STATED GOAL:
Filter the lines below, copying each one that contains the word "brown". Matches must agree in case.

Saved records
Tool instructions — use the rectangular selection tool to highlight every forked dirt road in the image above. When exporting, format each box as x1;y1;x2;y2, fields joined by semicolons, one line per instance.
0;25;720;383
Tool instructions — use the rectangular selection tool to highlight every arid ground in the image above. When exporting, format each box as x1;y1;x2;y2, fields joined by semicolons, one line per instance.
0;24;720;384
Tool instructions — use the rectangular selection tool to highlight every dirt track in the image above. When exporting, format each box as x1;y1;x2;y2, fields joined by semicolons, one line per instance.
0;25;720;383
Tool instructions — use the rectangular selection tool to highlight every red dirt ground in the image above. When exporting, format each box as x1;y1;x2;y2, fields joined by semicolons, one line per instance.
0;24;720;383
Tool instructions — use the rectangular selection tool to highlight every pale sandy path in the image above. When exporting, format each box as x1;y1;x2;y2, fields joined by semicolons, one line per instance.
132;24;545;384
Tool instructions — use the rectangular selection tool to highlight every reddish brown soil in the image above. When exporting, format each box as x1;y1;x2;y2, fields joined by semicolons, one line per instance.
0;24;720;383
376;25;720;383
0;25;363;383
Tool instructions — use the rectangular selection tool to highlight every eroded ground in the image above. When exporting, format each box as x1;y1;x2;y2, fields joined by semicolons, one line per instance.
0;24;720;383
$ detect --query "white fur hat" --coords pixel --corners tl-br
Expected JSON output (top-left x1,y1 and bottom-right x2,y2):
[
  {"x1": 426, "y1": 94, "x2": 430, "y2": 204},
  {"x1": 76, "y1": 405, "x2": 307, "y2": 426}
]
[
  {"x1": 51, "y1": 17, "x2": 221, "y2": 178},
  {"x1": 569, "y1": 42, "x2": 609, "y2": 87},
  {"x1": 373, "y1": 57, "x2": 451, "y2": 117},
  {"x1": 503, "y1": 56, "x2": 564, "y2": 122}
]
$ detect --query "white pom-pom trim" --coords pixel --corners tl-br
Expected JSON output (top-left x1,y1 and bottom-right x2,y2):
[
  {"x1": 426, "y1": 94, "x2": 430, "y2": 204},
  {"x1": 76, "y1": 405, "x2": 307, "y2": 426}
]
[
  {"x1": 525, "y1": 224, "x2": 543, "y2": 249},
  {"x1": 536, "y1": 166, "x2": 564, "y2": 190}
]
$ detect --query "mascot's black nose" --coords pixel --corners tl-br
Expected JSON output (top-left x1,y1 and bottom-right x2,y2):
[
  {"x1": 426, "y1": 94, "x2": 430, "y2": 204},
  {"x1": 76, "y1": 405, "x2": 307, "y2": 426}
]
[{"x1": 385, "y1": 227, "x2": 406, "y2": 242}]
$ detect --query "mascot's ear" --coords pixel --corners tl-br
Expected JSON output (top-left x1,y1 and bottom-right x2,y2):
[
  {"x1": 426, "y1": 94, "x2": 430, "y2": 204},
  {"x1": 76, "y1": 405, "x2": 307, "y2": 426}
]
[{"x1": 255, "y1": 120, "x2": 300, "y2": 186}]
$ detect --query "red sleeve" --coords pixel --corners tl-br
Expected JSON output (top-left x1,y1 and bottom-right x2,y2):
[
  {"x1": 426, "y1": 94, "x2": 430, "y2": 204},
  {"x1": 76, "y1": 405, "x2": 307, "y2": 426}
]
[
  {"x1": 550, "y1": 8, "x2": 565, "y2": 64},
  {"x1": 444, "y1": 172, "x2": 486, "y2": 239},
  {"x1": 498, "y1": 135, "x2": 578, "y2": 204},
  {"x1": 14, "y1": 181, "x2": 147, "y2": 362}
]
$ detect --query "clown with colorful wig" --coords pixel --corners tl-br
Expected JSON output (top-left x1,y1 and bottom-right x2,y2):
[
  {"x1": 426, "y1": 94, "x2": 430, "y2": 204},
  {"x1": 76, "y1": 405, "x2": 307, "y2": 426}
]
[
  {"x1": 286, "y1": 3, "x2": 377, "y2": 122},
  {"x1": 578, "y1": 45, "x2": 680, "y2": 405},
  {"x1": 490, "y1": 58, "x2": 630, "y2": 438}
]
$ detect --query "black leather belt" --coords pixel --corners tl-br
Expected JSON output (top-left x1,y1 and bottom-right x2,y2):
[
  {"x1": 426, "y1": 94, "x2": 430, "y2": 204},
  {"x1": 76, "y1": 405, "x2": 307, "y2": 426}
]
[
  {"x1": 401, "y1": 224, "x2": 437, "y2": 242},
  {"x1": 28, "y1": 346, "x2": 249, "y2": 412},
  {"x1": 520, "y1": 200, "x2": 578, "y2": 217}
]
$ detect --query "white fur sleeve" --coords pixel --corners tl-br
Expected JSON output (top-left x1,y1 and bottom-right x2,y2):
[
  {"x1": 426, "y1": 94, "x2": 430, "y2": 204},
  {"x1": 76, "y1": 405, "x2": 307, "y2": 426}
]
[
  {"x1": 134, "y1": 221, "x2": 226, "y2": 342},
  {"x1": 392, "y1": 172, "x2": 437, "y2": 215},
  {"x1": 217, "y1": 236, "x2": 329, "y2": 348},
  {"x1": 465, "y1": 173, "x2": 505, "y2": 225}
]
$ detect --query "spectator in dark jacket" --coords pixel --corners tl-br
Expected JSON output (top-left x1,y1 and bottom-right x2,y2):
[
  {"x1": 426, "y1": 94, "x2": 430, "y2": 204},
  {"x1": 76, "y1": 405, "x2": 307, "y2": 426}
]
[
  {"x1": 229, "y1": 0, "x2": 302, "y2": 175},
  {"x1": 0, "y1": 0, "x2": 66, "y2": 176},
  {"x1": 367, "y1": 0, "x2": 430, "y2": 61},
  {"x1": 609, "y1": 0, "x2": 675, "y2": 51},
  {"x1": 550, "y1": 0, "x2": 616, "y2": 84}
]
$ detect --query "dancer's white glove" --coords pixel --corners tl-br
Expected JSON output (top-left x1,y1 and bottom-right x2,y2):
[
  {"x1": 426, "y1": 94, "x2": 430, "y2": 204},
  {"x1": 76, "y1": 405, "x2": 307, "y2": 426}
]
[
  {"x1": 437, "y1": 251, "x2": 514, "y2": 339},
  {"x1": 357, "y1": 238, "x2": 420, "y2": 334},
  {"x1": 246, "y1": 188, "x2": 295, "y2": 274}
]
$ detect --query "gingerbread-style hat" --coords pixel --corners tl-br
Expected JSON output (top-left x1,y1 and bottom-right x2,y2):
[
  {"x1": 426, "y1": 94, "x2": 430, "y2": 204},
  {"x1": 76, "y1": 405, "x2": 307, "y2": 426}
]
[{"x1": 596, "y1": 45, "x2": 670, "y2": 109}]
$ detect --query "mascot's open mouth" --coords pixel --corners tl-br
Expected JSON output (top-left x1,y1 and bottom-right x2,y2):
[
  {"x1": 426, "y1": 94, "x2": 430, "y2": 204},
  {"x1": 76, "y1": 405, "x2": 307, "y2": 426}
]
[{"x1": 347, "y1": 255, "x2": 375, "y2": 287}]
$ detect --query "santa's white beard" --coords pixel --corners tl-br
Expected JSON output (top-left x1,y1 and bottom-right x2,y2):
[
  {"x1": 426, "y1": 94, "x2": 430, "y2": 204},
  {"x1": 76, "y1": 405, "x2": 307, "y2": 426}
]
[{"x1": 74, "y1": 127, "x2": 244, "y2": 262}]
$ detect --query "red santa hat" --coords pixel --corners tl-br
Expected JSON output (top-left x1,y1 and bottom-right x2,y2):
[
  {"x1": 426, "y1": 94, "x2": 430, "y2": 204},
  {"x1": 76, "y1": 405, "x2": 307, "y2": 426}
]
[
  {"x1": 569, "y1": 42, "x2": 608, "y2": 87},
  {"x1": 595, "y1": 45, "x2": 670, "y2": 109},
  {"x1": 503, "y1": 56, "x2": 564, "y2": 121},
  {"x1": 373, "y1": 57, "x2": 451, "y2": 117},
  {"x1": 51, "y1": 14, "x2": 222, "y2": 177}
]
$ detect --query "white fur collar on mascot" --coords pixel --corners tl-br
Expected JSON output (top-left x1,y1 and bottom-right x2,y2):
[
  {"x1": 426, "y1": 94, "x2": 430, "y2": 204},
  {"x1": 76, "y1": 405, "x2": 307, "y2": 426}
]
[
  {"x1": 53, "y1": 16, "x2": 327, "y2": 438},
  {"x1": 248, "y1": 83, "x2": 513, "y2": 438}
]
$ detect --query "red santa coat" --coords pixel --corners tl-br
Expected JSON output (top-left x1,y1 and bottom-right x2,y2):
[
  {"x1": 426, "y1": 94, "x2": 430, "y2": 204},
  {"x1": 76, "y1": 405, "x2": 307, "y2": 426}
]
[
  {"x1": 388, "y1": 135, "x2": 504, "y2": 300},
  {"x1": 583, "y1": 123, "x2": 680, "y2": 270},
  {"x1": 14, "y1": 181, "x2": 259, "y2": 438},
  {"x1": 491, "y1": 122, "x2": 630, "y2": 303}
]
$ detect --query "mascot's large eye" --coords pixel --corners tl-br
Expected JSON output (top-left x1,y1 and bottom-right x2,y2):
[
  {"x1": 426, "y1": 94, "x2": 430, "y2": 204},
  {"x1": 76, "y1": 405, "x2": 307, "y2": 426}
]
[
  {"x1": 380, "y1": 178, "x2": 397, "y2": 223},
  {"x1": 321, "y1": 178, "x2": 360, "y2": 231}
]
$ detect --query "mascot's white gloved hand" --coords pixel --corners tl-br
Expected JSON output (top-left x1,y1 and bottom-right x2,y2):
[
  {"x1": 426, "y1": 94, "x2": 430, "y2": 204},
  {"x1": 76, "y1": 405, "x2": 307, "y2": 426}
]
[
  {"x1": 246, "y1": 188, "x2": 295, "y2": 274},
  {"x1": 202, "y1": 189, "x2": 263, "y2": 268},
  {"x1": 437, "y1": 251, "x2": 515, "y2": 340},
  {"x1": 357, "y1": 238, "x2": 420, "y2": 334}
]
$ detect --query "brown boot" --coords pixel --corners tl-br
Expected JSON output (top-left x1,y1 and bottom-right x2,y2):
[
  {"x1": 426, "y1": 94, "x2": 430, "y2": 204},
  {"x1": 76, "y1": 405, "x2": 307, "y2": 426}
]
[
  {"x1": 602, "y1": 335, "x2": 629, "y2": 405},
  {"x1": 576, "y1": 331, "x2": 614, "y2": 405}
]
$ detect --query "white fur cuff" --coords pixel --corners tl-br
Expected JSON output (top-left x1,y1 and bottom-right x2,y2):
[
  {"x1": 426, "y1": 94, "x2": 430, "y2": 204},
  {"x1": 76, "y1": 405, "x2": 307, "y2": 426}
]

ANSWER FOR THIS EXERCISE:
Tool instructions — use the rectangular selection tool to highlight every reddish brown soil in the image above. When exporting, format each box as x1;y1;x2;y2, fields joined by semicolons, one line per instance.
$ detect --query "brown boot" --coords pixel --corners tl-br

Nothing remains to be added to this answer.